▶ [Given task] Count the lines in the listing below that contain the string "mounted". Reply with the number only.

-- Start Data for this exercise --

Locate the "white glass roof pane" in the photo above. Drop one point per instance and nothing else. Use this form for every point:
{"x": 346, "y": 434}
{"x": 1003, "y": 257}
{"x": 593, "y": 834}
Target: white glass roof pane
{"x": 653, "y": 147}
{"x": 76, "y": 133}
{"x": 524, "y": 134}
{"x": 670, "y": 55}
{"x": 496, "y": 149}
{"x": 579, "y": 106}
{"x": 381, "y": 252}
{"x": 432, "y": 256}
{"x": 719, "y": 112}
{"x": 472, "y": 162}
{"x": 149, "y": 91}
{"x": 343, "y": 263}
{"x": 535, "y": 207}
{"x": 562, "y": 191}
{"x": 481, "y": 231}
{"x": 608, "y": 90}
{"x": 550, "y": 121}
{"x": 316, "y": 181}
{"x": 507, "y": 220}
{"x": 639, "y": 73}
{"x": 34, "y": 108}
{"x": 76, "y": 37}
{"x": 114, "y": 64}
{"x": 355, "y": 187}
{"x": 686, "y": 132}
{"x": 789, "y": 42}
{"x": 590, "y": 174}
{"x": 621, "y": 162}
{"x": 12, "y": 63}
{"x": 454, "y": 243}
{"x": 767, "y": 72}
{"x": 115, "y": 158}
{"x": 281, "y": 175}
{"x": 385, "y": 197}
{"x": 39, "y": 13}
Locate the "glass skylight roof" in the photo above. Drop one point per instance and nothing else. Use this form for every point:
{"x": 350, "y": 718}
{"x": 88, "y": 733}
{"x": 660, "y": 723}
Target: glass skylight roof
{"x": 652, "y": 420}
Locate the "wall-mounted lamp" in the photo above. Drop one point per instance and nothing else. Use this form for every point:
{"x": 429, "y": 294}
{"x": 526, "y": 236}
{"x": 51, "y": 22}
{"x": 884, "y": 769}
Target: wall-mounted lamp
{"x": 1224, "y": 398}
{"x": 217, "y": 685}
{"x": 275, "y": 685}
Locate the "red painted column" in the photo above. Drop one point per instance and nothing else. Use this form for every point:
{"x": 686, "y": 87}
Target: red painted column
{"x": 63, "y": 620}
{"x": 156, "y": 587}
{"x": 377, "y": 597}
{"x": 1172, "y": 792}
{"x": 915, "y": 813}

-- End Data for this exercise --

▶ [Solved exercise] 2